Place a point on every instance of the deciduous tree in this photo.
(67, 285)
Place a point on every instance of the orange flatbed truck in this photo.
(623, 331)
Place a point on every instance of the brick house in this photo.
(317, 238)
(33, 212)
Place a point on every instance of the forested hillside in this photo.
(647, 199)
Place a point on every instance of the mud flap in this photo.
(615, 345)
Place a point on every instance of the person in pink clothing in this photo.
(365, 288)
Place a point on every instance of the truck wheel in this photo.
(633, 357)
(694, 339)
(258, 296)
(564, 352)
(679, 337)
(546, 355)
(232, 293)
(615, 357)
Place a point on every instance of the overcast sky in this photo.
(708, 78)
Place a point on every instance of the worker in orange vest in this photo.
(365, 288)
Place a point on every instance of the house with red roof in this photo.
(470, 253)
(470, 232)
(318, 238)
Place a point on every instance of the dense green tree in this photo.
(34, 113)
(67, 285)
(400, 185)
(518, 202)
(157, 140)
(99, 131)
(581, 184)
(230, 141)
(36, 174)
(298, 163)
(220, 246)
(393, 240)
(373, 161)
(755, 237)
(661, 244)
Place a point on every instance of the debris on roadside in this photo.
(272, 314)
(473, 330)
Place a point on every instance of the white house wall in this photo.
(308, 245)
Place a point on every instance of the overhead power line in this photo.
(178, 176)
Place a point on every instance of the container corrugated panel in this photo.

→ **What is being asked**: Rewrite every line of the listing above as a numbered list, leaving out any blank lines.

→ **Task response**:
1. Place a point on every instance of the deciduous tree in this photo.
2. (67, 285)
3. Place a point on every instance of the orange flatbed truck in this photo.
4. (623, 331)
5. Place a point on every instance of the brick house in this photo.
6. (317, 238)
7. (33, 212)
8. Place a point on every instance of the forested hillside in this photo.
9. (647, 199)
10. Place a point on every instance of the mud flap in this photo.
11. (615, 345)
12. Place a point on every instance of the person in pink clothing in this photo.
13. (365, 288)
14. Place a point on every instance of the truck wheel in this photo.
15. (633, 357)
16. (694, 339)
17. (258, 296)
18. (564, 352)
19. (679, 337)
20. (546, 355)
21. (232, 293)
22. (615, 357)
23. Place a point on every instance of the overcast sky in this photo.
24. (708, 78)
25. Place a point on every instance of the worker in orange vest in this photo.
26. (365, 288)
27. Place a point on every instance of the house with red roof in this photo.
28. (470, 253)
29. (470, 232)
30. (318, 238)
31. Place a point on every instance of the dense green tree in this photo.
32. (34, 113)
33. (67, 285)
34. (400, 185)
35. (518, 202)
36. (157, 140)
37. (99, 131)
38. (581, 184)
39. (230, 141)
40. (36, 174)
41. (298, 163)
42. (220, 246)
43. (393, 240)
44. (373, 161)
45. (755, 237)
46. (661, 244)
47. Place a point on every instance of the debris on roadside in this photo.
48. (272, 314)
49. (473, 330)
50. Place a point on every instance of the white house wall in this photo.
51. (308, 245)
52. Place a point on every instance of the overhead power line in this photo.
53. (178, 176)
54. Place a point on every instance of the container corrugated panel in this photo.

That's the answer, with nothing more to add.